#### Task to carry out:
Retype each entry below exactly. Do not carry any image over.

Referring expression pointing data:
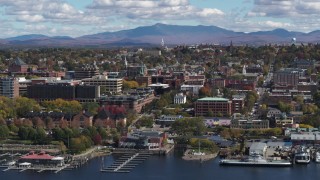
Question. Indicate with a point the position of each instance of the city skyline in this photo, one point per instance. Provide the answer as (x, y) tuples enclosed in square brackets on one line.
[(76, 18)]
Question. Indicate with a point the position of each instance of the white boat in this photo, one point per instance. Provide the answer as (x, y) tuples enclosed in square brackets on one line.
[(302, 156), (317, 157), (255, 160)]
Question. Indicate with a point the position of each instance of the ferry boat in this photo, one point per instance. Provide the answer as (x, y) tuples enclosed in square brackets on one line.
[(255, 160), (317, 157), (302, 156)]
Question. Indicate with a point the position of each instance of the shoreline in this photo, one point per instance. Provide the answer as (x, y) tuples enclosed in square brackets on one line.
[(190, 157)]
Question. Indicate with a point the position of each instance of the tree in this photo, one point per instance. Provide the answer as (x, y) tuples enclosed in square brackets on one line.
[(92, 107), (41, 134), (24, 105), (260, 81), (205, 91), (299, 99), (189, 126), (13, 128), (58, 134), (146, 121), (23, 133), (284, 107), (4, 131), (97, 139)]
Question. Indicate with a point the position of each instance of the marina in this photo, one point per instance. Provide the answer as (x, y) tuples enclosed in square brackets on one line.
[(126, 163), (255, 160)]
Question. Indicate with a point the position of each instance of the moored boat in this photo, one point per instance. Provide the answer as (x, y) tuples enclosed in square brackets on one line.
[(255, 160), (302, 156), (317, 157)]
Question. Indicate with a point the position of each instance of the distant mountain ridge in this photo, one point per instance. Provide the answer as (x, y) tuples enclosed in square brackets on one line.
[(172, 34)]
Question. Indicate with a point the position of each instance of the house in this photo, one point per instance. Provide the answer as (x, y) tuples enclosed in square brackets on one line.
[(151, 140), (257, 148), (83, 119), (111, 117), (273, 112)]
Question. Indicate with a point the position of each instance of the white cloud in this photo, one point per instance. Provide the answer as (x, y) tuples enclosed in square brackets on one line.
[(30, 18), (154, 9)]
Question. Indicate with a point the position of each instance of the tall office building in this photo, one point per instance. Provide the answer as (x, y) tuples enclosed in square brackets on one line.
[(9, 87)]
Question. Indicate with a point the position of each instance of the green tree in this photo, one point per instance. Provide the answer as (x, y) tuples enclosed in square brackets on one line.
[(92, 107), (284, 107), (146, 121), (4, 131), (13, 128), (189, 126), (23, 133), (41, 134), (24, 105)]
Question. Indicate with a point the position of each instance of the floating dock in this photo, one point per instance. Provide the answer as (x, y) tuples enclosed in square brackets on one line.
[(126, 163)]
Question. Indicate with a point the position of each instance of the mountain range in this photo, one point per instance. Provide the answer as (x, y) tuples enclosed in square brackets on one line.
[(172, 35)]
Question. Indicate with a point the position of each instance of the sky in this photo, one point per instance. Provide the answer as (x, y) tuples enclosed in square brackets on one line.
[(81, 17)]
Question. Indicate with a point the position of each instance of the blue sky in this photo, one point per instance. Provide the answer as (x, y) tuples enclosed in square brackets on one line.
[(80, 17)]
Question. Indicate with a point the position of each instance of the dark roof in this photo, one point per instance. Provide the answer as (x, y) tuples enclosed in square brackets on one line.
[(113, 112), (19, 62)]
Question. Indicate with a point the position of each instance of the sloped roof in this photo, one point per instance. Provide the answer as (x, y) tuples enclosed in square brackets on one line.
[(19, 62), (41, 155)]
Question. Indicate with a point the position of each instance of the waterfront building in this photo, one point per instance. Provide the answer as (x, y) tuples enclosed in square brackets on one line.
[(82, 119), (258, 148), (41, 159), (9, 87), (249, 124), (111, 86), (86, 71), (167, 120), (305, 137), (111, 116), (273, 112), (213, 104)]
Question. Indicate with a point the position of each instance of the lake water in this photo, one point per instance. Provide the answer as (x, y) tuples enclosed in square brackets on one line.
[(172, 167)]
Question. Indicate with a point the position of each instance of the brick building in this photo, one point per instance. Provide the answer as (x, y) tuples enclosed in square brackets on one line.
[(213, 104), (9, 87)]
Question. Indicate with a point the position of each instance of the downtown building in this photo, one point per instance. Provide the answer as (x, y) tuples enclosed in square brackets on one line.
[(86, 71), (107, 85), (64, 89), (213, 104), (9, 87)]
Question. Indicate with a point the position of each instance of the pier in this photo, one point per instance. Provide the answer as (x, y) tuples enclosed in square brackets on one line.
[(37, 169), (126, 163)]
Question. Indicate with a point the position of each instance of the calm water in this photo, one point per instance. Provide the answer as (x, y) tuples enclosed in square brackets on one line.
[(173, 167)]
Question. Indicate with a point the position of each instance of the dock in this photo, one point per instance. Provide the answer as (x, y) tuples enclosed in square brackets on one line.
[(126, 163), (37, 169)]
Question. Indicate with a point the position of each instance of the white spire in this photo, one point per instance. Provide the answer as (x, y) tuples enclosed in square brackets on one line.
[(162, 42)]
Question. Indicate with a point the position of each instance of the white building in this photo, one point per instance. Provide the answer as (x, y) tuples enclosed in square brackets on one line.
[(113, 85), (180, 98), (194, 89), (258, 148)]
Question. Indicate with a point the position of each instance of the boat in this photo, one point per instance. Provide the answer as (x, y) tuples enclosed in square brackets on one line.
[(317, 157), (255, 160), (302, 155)]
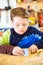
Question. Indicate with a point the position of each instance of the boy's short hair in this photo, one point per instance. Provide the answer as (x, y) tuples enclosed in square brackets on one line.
[(19, 11)]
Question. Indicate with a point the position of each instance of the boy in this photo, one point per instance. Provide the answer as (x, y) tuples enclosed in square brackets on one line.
[(11, 40)]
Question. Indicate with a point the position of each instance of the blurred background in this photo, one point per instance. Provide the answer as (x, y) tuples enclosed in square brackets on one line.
[(33, 7)]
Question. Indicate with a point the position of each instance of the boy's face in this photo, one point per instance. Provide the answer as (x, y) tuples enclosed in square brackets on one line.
[(20, 24)]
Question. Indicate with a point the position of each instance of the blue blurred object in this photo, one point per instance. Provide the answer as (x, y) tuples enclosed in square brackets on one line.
[(27, 41)]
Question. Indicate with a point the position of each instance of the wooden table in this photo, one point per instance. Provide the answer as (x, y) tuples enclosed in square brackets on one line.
[(32, 59)]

#### Task solution:
Question. Indicate with a point the position of each instance of the city skyline in this photo, one point per instance. Provide the answer as (x, y) tuples enclosed in square brackets on one line.
[(76, 18)]
Question. Indicate with a point the position of each instance of the white boat in this photo, one point per instance. Provide the answer as (x, y) tuples enclosed in square brackets on one line.
[(302, 156), (317, 157), (255, 160)]
Question. Indicate with a point the position of each instance of the ferry boat in this photo, one point per instance. Provide the answer as (x, y) tuples enclosed in square brackets on one line.
[(255, 160), (317, 157), (302, 156)]
Question. Indicate with a point the position of each instance of the shoreline in this photo, one point per instance. Provide the answer as (x, y) tuples enclosed in square brackets on one line.
[(190, 157)]
Question. Indicate with a point the position of each instance of the tree in this photo, one point per instance. Provide the answer as (x, y) tuples enclosed in square brackets on one line.
[(92, 107), (41, 134), (24, 105), (260, 81), (205, 91), (299, 99), (189, 126), (13, 128), (58, 134), (146, 121), (23, 133), (284, 107), (4, 131), (97, 139)]
Question. Indicate with a point the position of each instance of the marina in this photo, one point per instance. Provide the answer as (x, y) tuples enclosed in square brackets on one line.
[(126, 163), (255, 160)]
Question. Indicate with a point the position of each instance of the moored boat in this photo, one point per instance. Provide the answer as (x, y) tuples enclosed in square brackets on one line.
[(255, 160), (302, 156), (317, 157)]
Question. Indicate with a point the position of each instance of the distant mountain ridge in this photo, one point per instance. Provide the answer as (x, y) tuples enclosed in square brackets on one line.
[(172, 34)]
Question. Indicate with a point the position of each instance of the house in this photo, one point per instance. Provide the answer as (x, y) tuples enclosed in square brackets on one line.
[(151, 140), (257, 148), (83, 119), (111, 117), (273, 112)]
Question. Indicate with a point the position of each instance of the white cloud in this photo, one point per instance. Provide the answer as (x, y) tuples enclosed in square brackets on one line.
[(30, 18), (154, 9)]
Question. Indicate with a point the position of each instance of the tall office building in this photo, one point per instance. Provide the answer as (x, y) tuples enclosed in square brackets on one line.
[(9, 87)]
Question. Indicate with a point the position of each instance of the green tree in this photo, one point per instance. Provide the answer as (x, y) tuples enclosed in square brackets on one line.
[(92, 107), (284, 107), (146, 121), (4, 131), (13, 128), (189, 126), (23, 133), (41, 134), (24, 105)]
Question. Indicate with a point the position of each instance of the floating dock in this photo, one point per instance. Provide the answer as (x, y) tuples enclosed in square brackets on one line.
[(126, 163)]
Question. Indicate with a point the position of each instance of the mountain range in this photo, one point per instance. Provide the answer as (x, y) tuples enclosed in square brackets on one line.
[(172, 35)]
Question. Indicate with a point the position of each instance of the sky in this photo, one point per instance. Provide the answer as (x, y) tuples enclosed in square brackets on one line.
[(81, 17)]
Question. Indicate with a point the position of each instance of the blue sky in this photo, one point per instance. Provide the answer as (x, y) tuples enclosed in square brackets on one line.
[(80, 17)]
Question. Indicate with a point the position of each instance of the dark roof in this photo, one point per instance. Provide the answer as (x, y) tuples enclosed in square brackets on one line.
[(113, 112), (19, 62)]
Question. Indicate with a point the position of each instance of the sloped roof in this photo, one point per instance. Provide the answer as (x, y) tuples enclosed in square brackets on one line.
[(19, 62), (41, 155)]
Question. Indicate with a point the position of each instance of the waterfront building in this photo, one point per instance. Provide the answer as (x, y) tuples enclosed in square brackets on one line.
[(82, 119), (258, 148), (41, 159), (9, 87), (249, 124), (111, 86), (86, 71), (167, 120), (305, 137), (111, 116), (273, 112), (213, 104)]
Question. Indicate with a point the position of each instance of the lake water in this photo, one point per instance. Provide the answer as (x, y) tuples enclosed in square brackets on one line.
[(172, 167)]
Question. Indicate with a point the position of each instance of the brick building in this photo, one point per instance. Provide the answer as (x, y) tuples enclosed in square brackets on one line.
[(213, 104), (9, 87)]
Question. Indicate with a point the position of each instance of the downtown building in this photo, one point per instance. Provide the answer as (x, y) tuples enclosed in square brackets on one line.
[(86, 71), (107, 85), (64, 89), (213, 104), (9, 87)]
Question. Indicate with a point the position of each instance of the pier in this photo, one point per instance. Provide the answer as (x, y) tuples enclosed in square brackets on one line.
[(37, 169), (126, 163)]
Question. Indicate with a point the position of each instance of the calm water in this photo, one point per instance. Provide the answer as (x, y) tuples enclosed in square brackets on one line.
[(173, 167)]
Question. Indicate with a point the position of each instance of the dock in this photo, one point per instance. Provide the answer as (x, y) tuples enclosed in square brackets on one line.
[(126, 163), (37, 169)]
Question. Indicate with a point the position of each instance of the white spire in this photo, one point per instance. Provide the answer as (x, y) tuples enclosed in square brackets on one line.
[(162, 42)]
Question. Indicate with a point the position of each instance of the white building in this photo, one point per instance. Provide the answer as (x, y) tuples enclosed in square brackets on one line.
[(113, 85), (180, 98), (194, 89), (258, 148)]
Question. Indicate with a point the position of each instance of the boat in this photo, one point per instance. Provide the answer as (x, y) tuples enclosed in square brackets on one line.
[(317, 157), (255, 160), (302, 155)]
Question. Indicate with a point the position of each instance of the boy's short hair in this photo, one point per instance. Provide the answer as (x, y) tuples enclosed in square brackets on one line.
[(19, 11)]
Question. Indicate with a point the position of each instance of the boy in this photo, one point per instance. Provide the answer as (x, y) tuples enclosed in square brackets on one line.
[(11, 40)]
Question. Indicate with a point the position of each instance of the blurred background in this photo, one point per instance. Provide the answer as (x, y) tuples enclosed in square brackets on one line.
[(33, 7)]
Question. Indicate with a point the position of each instance of the boy's face in this photo, one point per instance. Provide the answer as (x, y) tuples enclosed in square brackets on one line.
[(20, 24)]
Question. Indicate with a point the position of each instance of the blue blurred object in this photo, one point per instance. Provide the answer as (x, y) tuples enclosed in square brackets on one line.
[(27, 41)]
Question. Indicate with a point the position of each instance of the wooden table in this photo, one point per instance. Provide the answer as (x, y) tuples enclosed in square brackets on one line.
[(32, 59)]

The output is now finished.